Tarefa breve A: Reproduza sem nenhuma alteração somente o trecho da listagem que vai da linha que contém "If any grassy" até o fim da listagem, incluindo as duas extremidades.

Excerto do documento:
⟨
Acórdão do Tribunal da Relação de Guimarães
Processo:
846/17.0T8BCL.G1
Relator: ALEXANDRA ROLIM MENDES
Descritores: SERVIDÃO ADMINISTRATIVA
INSTALAÇÕES ELÉCTRICAS
Nº do Documento: RG
Data do Acordão: 06/07/2018
Votação: UNANIMIDADE
Texto Integral: S
Meio Processual: APELAÇÃO
Decisão: PARCIALMENTE PROCEDENTE
Indicações Eventuais: 2.ª SECÇÃO CÍVEL
Sumário:
1 - Decorre do disposto no art. 51º, 2º do DL 43335 de 19/11/1960 que a X, como concessionária do serviço público de produção, transporte e distribuição de energia elétrica, tem o direito, nomeadamente, a aceder a terrenos que não lhe pertençam e montar nesses prédios os necessários apoios (postes), sempre que isso se mostre necessário ao cumprimento das suas funções, desde que obtida a necessária licença de estabelecimento da instalação elétrica.

2 – Obtida tal licença, a servidão administrativa fica regularmente constituída, pelo que, têm os Autores, proprietários de um dos terrenos onde foi colocado um poste pertencente à instalação elétrica licenciada, que suportar tal implantação, não tendo direito à remoção do referido poste/apoio.
Decisão Texto Integral:
Acordam no Tribunal da Relação de Guimarães

Relatório:

A. F. e Maria, vieram interpor contra a Ré X, Distribuição- energia, SA, a presente ação declarativa sob a forma de processo comum, pedindo uma indemnização no montante de €9.000,00, por enriquecimento sem causa, a retirada do poste/apoio colocado no terreno dos AA., restituindo-lhes o espaço ocupado e uma indemnização nunca inferior a €3.500,00 por danos não patrimoniais.
⟩
Itens guardados de uma coleção:
⟨
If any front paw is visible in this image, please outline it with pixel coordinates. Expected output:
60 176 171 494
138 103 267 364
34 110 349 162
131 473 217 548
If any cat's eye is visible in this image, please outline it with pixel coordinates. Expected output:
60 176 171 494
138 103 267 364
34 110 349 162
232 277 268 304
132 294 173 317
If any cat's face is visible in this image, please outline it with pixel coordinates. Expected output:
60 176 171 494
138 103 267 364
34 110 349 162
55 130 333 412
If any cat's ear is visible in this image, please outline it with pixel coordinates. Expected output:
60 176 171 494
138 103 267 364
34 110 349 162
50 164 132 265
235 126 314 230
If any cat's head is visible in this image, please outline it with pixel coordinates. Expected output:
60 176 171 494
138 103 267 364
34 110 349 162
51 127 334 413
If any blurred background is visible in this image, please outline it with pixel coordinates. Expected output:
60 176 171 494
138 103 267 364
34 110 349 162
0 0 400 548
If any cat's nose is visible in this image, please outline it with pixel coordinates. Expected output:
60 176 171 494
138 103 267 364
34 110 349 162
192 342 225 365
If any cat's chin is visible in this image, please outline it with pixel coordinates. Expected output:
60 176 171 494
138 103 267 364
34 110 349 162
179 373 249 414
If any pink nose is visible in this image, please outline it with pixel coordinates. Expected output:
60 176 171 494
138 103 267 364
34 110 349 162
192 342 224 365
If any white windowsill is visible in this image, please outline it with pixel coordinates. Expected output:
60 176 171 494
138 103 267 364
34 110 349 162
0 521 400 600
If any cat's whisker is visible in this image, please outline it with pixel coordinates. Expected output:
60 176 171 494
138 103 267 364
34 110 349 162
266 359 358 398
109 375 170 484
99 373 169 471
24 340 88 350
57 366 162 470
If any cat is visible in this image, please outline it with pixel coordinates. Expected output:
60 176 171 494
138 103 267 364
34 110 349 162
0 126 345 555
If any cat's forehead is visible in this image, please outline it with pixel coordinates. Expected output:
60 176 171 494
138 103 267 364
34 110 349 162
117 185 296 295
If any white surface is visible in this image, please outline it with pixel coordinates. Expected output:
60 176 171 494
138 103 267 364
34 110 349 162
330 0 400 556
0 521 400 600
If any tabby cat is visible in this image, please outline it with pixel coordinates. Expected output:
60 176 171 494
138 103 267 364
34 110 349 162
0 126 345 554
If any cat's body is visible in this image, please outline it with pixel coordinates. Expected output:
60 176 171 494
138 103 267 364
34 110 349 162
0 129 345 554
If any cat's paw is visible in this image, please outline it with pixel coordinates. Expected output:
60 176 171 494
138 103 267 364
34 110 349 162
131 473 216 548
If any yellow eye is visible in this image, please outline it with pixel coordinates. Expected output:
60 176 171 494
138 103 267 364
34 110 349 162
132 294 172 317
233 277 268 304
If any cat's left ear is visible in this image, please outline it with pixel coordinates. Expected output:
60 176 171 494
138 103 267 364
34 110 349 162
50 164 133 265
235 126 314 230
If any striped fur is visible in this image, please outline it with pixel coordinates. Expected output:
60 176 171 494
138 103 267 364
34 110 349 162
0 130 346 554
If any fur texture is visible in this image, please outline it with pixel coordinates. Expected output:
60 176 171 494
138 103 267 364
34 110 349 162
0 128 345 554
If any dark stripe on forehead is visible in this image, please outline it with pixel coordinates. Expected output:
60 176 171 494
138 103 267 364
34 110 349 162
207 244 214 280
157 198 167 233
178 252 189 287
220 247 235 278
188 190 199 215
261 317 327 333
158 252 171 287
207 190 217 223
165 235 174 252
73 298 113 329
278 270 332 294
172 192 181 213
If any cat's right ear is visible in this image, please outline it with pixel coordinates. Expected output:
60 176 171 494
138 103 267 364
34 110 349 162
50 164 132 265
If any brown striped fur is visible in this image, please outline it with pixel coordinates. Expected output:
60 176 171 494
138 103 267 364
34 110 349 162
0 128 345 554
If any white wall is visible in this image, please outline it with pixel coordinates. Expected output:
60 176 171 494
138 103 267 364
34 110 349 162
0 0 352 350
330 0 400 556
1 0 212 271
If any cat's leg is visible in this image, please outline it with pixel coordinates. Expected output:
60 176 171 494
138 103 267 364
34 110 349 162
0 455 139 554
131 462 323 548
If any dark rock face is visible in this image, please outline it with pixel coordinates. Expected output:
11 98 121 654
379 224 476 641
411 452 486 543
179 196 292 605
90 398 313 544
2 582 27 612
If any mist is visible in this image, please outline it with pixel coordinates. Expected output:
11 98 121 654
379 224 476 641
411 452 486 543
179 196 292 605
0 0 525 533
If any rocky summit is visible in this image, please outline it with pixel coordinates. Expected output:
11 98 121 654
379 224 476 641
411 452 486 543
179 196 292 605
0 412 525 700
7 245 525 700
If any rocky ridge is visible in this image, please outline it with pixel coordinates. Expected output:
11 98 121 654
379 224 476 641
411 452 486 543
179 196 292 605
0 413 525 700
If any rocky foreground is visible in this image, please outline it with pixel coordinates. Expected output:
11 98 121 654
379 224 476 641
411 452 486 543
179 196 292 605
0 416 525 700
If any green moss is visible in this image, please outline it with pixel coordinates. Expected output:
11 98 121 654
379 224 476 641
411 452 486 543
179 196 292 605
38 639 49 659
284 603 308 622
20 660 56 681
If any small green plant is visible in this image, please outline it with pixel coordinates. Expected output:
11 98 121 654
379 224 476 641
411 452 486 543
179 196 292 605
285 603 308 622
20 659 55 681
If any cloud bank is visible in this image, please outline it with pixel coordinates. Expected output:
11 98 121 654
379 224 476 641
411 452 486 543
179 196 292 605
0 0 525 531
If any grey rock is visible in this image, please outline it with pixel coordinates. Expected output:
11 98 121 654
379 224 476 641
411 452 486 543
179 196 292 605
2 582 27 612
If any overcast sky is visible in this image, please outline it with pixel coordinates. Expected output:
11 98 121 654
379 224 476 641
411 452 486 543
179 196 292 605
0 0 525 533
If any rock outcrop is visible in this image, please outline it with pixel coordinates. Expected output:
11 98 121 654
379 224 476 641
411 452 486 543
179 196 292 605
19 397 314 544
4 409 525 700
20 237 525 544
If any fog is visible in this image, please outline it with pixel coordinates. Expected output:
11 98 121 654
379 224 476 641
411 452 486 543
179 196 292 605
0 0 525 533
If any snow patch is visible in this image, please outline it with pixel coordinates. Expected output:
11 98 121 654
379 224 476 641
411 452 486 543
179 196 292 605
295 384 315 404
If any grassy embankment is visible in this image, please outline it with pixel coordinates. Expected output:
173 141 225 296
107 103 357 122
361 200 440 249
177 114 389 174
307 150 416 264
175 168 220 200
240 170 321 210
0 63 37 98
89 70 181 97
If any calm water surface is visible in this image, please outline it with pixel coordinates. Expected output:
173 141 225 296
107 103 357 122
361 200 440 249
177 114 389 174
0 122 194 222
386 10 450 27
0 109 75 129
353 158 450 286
⟩
Tarefa breve B: Reescreva o trecho do acórdão que vai de "2 – Obtida tal" até "do referido poste/apoio.", substituindo "Autores" por "Demandantes".

Resolução da tarefa A:
If any grassy embankment is visible in this image, please outline it with pixel coordinates. Expected output:
173 141 225 296
107 103 357 122
361 200 440 249
177 114 389 174
307 150 416 264
175 168 220 200
240 170 321 210
0 63 37 98
89 70 181 97
If any calm water surface is visible in this image, please outline it with pixel coordinates. Expected output:
173 141 225 296
107 103 357 122
361 200 440 249
177 114 389 174
0 122 194 222
386 10 450 27
0 109 75 129
353 158 450 286

Resolução da tarefa B:
2 – Obtida tal licença, a servidão administrativa fica regularmente constituída, pelo que, têm os Demandantes, proprietários de um dos terrenos onde foi colocado um poste pertencente à instalação elétrica licenciada, que suportar tal implantação, não tendo direito à remoção do referido poste/apoio.